Leave every picture out. Set down all the lines below exactly.
*** Opening RECORDED INFORMATION ***
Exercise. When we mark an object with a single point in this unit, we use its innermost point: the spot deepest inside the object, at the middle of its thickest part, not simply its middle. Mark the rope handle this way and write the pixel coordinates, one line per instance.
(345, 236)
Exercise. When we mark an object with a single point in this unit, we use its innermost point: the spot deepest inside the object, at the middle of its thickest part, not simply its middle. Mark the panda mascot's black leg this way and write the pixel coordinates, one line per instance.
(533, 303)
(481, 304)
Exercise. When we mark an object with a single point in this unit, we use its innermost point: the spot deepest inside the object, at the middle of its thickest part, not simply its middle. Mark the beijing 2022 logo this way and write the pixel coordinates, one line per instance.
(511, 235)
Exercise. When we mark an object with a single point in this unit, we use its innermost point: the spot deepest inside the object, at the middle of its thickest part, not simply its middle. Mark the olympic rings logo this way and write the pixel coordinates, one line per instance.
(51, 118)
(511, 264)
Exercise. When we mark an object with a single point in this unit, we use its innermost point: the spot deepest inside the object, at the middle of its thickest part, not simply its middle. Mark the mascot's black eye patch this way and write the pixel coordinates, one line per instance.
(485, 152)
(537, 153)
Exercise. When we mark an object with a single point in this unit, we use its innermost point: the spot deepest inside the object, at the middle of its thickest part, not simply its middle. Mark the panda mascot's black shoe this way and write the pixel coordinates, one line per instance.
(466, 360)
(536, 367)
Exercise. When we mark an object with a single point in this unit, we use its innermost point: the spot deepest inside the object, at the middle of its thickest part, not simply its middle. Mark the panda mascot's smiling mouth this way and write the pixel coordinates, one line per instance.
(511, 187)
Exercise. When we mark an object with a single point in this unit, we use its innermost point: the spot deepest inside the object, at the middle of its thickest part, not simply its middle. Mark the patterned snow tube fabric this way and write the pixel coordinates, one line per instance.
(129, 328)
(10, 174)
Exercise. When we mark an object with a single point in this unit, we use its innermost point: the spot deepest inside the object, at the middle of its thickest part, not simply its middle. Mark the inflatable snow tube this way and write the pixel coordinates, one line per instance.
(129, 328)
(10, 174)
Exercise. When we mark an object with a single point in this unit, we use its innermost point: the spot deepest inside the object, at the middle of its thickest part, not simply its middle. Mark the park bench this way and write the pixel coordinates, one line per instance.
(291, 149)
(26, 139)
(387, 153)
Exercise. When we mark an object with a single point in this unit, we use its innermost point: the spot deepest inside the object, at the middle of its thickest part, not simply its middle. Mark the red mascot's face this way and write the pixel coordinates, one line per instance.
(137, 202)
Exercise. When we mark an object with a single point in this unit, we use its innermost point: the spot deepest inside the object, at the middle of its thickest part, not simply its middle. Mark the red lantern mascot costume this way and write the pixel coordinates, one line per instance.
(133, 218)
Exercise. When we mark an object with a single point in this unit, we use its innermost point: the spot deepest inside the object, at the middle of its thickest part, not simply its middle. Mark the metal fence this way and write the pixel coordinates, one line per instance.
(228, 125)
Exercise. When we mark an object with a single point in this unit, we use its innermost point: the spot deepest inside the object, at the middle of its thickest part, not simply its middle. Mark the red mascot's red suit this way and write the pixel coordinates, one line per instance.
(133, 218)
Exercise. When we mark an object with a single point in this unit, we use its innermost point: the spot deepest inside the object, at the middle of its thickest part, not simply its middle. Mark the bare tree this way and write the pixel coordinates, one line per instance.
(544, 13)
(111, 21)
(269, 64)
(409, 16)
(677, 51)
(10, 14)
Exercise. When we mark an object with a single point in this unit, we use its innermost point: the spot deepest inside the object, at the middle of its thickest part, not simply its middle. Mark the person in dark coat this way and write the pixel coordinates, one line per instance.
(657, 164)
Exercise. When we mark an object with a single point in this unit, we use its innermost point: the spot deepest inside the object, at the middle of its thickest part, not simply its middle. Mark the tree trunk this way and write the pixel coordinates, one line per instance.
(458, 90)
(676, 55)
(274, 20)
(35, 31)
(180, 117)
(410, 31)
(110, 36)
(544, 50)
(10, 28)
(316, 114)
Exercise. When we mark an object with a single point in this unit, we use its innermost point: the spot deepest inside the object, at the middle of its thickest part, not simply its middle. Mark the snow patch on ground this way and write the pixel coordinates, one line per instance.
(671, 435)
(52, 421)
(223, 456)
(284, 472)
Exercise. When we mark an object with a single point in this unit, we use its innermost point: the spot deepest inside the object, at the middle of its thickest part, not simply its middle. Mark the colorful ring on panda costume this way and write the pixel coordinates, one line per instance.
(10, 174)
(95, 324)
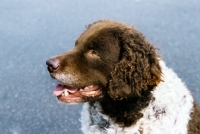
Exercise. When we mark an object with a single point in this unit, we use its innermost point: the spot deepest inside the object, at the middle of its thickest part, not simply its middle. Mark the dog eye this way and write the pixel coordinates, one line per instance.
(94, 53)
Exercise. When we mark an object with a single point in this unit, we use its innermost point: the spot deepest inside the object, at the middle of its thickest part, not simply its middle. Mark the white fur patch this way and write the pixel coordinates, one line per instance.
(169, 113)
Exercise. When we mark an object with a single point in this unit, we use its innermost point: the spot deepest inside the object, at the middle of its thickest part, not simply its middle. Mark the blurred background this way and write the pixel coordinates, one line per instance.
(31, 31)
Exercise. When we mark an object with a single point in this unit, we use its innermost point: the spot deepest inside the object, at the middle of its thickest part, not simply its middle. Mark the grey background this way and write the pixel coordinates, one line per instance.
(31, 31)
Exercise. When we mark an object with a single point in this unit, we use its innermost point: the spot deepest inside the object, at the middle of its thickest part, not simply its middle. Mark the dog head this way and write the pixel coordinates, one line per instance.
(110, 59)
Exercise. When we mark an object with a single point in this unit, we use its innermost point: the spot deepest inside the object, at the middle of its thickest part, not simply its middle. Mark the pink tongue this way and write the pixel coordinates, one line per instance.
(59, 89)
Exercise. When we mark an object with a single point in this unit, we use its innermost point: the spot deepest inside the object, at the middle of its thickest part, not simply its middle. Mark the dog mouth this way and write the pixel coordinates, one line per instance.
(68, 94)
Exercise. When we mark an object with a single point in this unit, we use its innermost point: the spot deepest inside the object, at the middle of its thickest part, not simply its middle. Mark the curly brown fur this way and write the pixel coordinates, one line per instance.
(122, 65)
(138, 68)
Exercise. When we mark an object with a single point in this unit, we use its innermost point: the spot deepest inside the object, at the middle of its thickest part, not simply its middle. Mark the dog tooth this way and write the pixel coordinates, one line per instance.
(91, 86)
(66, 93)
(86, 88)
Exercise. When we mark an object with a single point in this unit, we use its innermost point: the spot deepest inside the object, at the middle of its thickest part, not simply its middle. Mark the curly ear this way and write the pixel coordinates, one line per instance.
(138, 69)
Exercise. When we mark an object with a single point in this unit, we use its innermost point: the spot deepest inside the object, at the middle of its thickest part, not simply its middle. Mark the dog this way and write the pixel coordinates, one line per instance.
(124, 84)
*** Closing RECORDED INFORMATION ***
§ **FINAL ANSWER**:
Exercise. When we mark an object with a single point in this unit, we use its innermost point: the spot deepest inside the object, at the middle of its thickest part, not simply its middle. Mark the rope handle this way and write the pixel coordinates, one line per instance.
(345, 236)
Exercise. When we mark an object with a single point in this unit, we use its innermost point: the spot deepest inside the object, at the middle of its thickest part, not simply its middle. Mark the panda mascot's black leg this way and write the pixel coordinates, one line per instance.
(533, 303)
(481, 304)
Exercise. When we mark an object with a single point in this unit, we use its innermost point: the spot deepest inside the object, at the middle of its thickest part, not simply its middle. Mark the beijing 2022 logo this way and write the pixel coordinates, one line per instance.
(511, 235)
Exercise. When we mark an object with a single point in this unit, we use its innermost point: the spot deepest inside the object, at the middle of its thickest part, not simply its middle. Mark the olympic rings logo this way and write the pixel coordinates, one line per instance.
(51, 118)
(511, 264)
Exercise. When we mark an object with a single point in this unit, we use its innermost point: the spot deepest inside the object, at the middle of its thickest part, not simply its middle. Mark the mascot's black eye patch this way and write the pixel coordinates, one line per instance.
(485, 152)
(537, 153)
Exercise. When we mark an object with a single point in this unit, we use its innermost point: the spot deepest inside the object, at the middle of its thickest part, not simply its middle. Mark the panda mascot's black shoe this way and write the pixel coordinates, one line per instance.
(466, 360)
(536, 367)
Exercise. When we mark an object with a single point in this unit, we use its innermost point: the spot deepest inside the object, at the middle of its thickest part, not simply its middle. Mark the panda mascot's smiling mouth this way and write the pixel coordinates, one line per instance.
(511, 187)
Exercise. When we mark an object with a single point in this unit, we use its innermost point: the spot deepest inside the object, at the middle of its thickest part, not simply its middle. Mark the patterned snow tube fabric this way and write the pixel coordinates, one line per instance.
(129, 328)
(10, 174)
Exercise. When we mark an object with a single point in this unit, we use its innermost point: the spot deepest inside the object, at the middle of its thickest part, not simply its middle. Mark the inflatable snow tube this way and write the pixel coordinates, one line per instance.
(129, 328)
(10, 174)
Exercise. When we mark an object with a single point in this unit, we use its innermost point: the spot deepest inside the object, at the middle of its thickest part, not simply its middle. Mark the park bench this way and write the pixel coordinates, one line per instance.
(291, 149)
(26, 139)
(387, 153)
Exercise. When we mark an object with a single point in this unit, we use its innermost point: the spot deepest inside the object, at the middle of its thickest part, not simply its middle. Mark the red mascot's face this way and write the pixel coordinates, one line per instance.
(137, 202)
Exercise. When we mark an object with a single point in this unit, we use its innermost point: the spot deepest inside the object, at the middle of its thickest part, not simply its middle. Mark the red lantern mascot costume this way and write the pixel coordinates, one line per instance.
(133, 218)
Exercise. When we mark an object with a single point in this unit, we use its innermost point: the spot deepest inside the object, at the middle of its thickest part, not simply its middle. Mark the metal fence this way and write the pixel coordinates, one line per instance.
(228, 125)
Exercise. When we mark an object with a single point in this unit, we use its innermost point: the spot deepest inside the object, at the middle of its thickest part, not simply its middle. Mark the red mascot's red suit this way and write the pixel coordinates, one line per instance.
(133, 218)
Exercise. When we mark an object with a single point in this unit, we use its innermost point: the spot deepest inside the object, at the middle of its thickest part, not simply its middle. Mark the bare tree this way and write the pixel coordinates, one line per instance.
(544, 13)
(111, 21)
(269, 64)
(409, 16)
(677, 51)
(10, 14)
Exercise. When we mark an object with a single point in this unit, we use its innermost point: the spot deepest inside the object, at the middle of its thickest part, not simply its middle. Mark the person in dark coat this way and write the pixel coordinates, one line per instance.
(657, 164)
Exercise. When we mark an object with a single point in this unit, we use its innermost point: the spot deepest inside the object, at the middle of its thickest part, not simply its middle. Mark the tree trunk this way and write the pixel coordinates, one line per instance.
(458, 90)
(676, 55)
(274, 20)
(35, 31)
(180, 117)
(410, 31)
(110, 36)
(544, 50)
(10, 28)
(316, 114)
Exercise. When we mark an object with a single point in this unit, we use its innermost point: the spot deepest inside the object, at the middle of its thickest part, not simply its middle. Mark the snow patch on ground this way and write the pixel coordinates, one line per instance.
(671, 435)
(52, 421)
(223, 456)
(284, 472)
Exercise. When we mark an object with a single point in this unit, we use its innermost point: the spot deepest inside the object, at the middle of its thickest part, not simply its middle. Mark the colorful ring on panda costume this way and write the pixel coordinates, one line per instance.
(10, 174)
(95, 324)
Exercise. When we mark an object with a single point in this unit, we use its innermost point: the spot deepest inside the object, at the middle of its thickest part, not simply its middle. Mark the dog eye this way and write the pixel coordinates, one line per instance.
(94, 53)
Exercise. When we mark an object with a single point in this unit, we use its innermost point: the spot deepest inside the object, at the middle of its thickest part, not simply its middle. Mark the white fur patch this way and write the pixel coordinates, one line per instance.
(169, 113)
Exercise. When we mark an object with a single point in this unit, we use its innermost point: the spot deepest inside the object, at the middle of its thickest part, not simply its middle. Mark the blurred background this way and write the pixel coordinates, one line per instance.
(31, 31)
Exercise. When we mark an object with a single point in this unit, we use its innermost point: the spot deepest inside the object, at the middle of its thickest part, not simply its middle. Mark the grey background this way and write the pixel coordinates, one line per instance.
(31, 31)
Exercise. When we mark an object with a single point in this unit, we use its innermost point: the spot deepest inside the object, at the middle of its thickest part, not simply its middle. Mark the dog head this way and write the pixel coordinates, one line per instance.
(110, 59)
Exercise. When we mark an object with a single point in this unit, we use its innermost point: the spot deepest inside the object, at the middle of its thickest part, not simply its middle. Mark the pink tongue this way and write the pixel coordinates, one line per instance.
(59, 89)
Exercise. When we mark an object with a single point in this unit, we use its innermost point: the spot deepest inside the object, at the middle of its thickest part, not simply its middle. Mark the dog mouth this way and write the pixel coordinates, one line per instance.
(68, 94)
Exercise. When we mark an object with a single point in this unit, we use its innermost point: the spot deepest inside the object, at the middle of its thickest part, not simply its middle. Mark the curly brown fur this way and write the pixel coordinates, one line per instance.
(122, 65)
(138, 68)
Exercise. When we mark an object with a single point in this unit, we use its innermost point: the spot deepest inside the object, at the middle of its thickest part, not simply its middle. Mark the dog tooth this way and write the pixel coordinates, one line per instance.
(91, 86)
(66, 93)
(86, 88)
Exercise. When we mark an object with a single point in this unit, we use its innermost point: the spot deepest inside the object, at the middle of its thickest part, not simply its middle. Mark the curly ear this way and write the pixel coordinates, one line per instance.
(138, 69)
Exercise. When we mark an object with a single point in this unit, we use its innermost point: the spot deepest inside the object, at the middle of its thickest part, not simply its middle. Mark the dog this way and write the pixel coordinates, one line per instance.
(124, 84)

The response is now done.